Find "For every instance of the orange" in the data, then restate the line it sits in and every later line word for word, ending with the last line.
========
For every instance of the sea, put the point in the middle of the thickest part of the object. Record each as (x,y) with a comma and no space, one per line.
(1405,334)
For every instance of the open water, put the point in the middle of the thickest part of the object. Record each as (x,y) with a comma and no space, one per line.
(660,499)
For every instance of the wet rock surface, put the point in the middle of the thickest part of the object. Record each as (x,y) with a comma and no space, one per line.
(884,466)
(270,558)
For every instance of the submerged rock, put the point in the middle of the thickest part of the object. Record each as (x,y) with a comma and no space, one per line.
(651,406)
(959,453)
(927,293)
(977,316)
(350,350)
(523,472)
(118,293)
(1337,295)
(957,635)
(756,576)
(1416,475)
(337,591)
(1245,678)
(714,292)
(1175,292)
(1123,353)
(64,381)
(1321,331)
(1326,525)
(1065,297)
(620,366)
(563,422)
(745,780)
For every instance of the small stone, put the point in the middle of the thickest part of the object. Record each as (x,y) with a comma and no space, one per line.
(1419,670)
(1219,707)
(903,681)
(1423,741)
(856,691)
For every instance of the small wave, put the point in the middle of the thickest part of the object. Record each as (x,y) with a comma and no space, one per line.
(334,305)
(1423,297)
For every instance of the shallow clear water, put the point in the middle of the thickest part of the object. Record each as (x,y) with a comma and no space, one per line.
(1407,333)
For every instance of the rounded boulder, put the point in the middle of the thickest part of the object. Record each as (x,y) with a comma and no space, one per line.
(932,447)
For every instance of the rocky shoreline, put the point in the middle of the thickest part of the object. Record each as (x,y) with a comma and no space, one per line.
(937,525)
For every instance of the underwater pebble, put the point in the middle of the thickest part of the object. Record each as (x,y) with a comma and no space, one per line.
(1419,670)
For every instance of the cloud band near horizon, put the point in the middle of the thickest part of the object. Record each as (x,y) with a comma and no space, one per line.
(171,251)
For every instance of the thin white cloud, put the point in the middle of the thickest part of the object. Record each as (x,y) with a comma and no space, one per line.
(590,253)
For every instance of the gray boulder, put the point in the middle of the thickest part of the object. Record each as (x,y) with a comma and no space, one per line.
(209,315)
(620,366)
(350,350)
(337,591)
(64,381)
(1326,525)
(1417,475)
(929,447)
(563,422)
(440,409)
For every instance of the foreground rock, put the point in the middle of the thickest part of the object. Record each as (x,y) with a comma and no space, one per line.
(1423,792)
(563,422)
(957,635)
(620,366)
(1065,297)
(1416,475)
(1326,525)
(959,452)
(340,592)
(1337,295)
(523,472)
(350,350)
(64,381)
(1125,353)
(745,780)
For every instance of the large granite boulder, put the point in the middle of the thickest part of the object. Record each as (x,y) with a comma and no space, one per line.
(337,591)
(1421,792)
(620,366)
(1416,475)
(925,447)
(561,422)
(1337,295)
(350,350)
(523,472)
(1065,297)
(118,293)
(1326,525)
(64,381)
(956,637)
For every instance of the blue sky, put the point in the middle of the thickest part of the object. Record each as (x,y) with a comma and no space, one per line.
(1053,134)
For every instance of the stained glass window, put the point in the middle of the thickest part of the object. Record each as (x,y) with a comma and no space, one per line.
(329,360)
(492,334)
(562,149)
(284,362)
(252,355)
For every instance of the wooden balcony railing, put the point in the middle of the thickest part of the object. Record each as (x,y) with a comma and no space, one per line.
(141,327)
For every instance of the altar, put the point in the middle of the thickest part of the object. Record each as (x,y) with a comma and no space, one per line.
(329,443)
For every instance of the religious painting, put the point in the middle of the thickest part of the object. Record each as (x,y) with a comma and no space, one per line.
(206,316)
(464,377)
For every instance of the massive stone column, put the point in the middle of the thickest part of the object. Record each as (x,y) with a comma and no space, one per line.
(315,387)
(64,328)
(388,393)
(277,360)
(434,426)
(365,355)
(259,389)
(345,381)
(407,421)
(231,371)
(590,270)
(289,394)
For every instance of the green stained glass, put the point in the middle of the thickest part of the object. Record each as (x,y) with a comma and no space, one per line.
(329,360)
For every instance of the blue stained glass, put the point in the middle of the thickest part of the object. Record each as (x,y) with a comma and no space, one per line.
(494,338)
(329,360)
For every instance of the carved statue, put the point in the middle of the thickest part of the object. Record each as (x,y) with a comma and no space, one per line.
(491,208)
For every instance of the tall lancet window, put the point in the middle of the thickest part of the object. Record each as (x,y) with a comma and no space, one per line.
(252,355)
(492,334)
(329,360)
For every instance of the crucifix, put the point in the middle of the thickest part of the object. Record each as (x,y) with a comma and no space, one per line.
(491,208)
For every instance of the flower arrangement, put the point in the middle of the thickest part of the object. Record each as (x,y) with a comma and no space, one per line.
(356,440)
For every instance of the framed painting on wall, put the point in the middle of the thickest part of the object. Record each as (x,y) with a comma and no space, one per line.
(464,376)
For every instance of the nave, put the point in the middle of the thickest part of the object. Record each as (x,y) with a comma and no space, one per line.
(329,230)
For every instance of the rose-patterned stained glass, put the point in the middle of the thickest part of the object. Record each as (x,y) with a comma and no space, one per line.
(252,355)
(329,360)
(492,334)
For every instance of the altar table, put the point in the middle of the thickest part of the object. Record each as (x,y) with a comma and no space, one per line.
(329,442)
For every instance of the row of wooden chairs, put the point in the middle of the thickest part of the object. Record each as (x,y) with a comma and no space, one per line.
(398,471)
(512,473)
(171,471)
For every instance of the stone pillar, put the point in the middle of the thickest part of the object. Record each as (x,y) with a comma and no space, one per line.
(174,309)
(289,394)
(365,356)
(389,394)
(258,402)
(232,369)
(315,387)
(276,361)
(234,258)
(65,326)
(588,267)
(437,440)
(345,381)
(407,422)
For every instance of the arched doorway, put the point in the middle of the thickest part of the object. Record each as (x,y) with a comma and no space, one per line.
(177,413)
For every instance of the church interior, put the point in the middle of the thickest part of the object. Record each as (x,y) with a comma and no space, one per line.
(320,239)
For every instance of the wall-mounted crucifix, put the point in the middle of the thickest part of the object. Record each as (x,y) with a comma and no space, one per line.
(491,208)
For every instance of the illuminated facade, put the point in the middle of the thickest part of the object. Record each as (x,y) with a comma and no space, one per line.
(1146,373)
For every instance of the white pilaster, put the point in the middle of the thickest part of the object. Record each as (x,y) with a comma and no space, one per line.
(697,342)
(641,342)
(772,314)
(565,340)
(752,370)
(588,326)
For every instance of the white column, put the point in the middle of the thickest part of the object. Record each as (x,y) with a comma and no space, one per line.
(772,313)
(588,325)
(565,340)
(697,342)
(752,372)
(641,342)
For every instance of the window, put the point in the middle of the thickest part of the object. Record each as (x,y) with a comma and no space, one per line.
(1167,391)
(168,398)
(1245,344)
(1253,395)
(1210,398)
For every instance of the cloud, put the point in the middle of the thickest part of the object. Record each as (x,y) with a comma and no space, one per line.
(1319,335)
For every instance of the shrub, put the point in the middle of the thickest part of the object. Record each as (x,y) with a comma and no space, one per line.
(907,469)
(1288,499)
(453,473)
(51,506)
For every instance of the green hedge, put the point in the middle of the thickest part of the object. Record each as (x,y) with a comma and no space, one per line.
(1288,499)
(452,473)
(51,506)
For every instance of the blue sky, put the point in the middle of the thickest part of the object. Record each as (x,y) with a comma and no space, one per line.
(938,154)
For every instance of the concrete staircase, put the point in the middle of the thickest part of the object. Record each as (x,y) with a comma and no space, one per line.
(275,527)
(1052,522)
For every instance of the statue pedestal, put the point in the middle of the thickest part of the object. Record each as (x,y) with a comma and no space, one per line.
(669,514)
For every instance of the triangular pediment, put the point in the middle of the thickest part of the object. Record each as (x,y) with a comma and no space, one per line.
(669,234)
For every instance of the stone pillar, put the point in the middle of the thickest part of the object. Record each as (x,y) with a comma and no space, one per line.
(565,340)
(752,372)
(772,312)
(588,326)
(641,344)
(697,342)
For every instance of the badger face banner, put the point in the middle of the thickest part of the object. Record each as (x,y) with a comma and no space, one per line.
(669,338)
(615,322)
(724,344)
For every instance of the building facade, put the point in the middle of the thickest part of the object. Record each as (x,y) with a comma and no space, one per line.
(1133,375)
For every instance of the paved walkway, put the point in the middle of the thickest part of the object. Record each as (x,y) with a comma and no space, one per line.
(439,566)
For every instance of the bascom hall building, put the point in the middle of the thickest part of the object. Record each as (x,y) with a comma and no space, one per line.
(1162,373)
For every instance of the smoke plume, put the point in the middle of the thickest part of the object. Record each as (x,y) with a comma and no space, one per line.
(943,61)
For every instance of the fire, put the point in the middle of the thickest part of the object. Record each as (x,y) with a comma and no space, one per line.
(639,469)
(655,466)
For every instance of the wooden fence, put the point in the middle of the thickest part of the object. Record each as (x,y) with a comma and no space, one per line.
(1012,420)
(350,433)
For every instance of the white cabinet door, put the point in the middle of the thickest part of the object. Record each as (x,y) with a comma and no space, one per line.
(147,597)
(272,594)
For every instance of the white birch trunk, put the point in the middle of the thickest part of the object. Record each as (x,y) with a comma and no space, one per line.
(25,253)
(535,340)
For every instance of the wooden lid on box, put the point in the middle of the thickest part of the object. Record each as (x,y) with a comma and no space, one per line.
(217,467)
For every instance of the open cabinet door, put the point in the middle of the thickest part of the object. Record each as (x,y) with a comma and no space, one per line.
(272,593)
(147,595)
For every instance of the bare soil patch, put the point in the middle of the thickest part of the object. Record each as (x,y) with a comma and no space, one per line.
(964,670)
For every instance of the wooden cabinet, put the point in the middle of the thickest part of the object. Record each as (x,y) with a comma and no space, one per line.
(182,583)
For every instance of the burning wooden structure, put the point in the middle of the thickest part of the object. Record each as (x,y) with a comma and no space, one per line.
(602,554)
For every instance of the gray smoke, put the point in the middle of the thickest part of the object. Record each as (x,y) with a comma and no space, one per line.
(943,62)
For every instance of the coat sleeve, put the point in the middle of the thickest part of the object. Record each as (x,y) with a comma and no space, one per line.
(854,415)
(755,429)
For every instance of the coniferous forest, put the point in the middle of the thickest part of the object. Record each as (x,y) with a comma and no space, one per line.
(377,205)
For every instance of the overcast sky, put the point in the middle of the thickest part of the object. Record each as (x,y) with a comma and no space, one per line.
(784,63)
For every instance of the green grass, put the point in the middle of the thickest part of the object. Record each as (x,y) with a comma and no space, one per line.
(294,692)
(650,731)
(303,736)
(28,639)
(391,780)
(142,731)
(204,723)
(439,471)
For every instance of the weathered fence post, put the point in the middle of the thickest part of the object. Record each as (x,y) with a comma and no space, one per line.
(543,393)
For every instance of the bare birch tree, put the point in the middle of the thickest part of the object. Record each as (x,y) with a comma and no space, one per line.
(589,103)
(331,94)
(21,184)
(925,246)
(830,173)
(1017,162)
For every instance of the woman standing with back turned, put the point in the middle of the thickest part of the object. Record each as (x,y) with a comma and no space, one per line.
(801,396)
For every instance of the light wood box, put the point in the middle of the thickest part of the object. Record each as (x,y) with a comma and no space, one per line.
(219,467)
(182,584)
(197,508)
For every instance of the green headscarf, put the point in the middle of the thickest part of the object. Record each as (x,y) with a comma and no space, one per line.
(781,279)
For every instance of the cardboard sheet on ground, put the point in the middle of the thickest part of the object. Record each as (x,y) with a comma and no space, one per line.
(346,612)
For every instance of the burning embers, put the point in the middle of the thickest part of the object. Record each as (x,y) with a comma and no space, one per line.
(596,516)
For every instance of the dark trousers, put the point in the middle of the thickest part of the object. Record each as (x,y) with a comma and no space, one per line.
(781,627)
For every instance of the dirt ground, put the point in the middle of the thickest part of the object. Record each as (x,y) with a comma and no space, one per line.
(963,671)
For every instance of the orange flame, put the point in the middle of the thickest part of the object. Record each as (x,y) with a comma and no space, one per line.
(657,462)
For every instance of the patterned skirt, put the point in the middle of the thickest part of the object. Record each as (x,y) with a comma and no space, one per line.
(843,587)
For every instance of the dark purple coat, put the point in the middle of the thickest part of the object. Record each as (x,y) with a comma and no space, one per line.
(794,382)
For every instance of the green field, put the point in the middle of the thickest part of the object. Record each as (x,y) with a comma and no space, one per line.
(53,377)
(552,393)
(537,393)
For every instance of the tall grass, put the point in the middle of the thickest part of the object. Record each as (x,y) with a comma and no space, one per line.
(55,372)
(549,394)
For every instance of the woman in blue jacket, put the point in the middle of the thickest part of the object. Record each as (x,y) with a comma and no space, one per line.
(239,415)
========
Full response —
For every instance of the orange flame, put the point in the middle of the thickest part of the object. Record each as (x,y) with a comma and no space, one per line.
(657,462)
For every instance of the patterned skirt, put the point in the middle of the thickest part of the object. Record each as (x,y) with a comma and no space, one per line.
(843,587)
For every instance of the dark purple coat, put the point in the middle of the thickest part of the object. Record each as (x,y) with a comma and no space, one per line.
(794,382)
For every instance of the green field, put the point in the middle of the thickest part of the object. Record each as (x,y) with a comma and no space, one per line.
(53,377)
(552,393)
(537,393)
For every instance of the tall grass, put the point in the middle of the thickest part of the object. Record each as (x,y) with a comma and no space, one per line.
(55,372)
(549,394)
For every instance of the woman in blue jacket, put the point in the middle of the thickest part of the object. Record each as (x,y) with a comma and no space, one per line.
(239,415)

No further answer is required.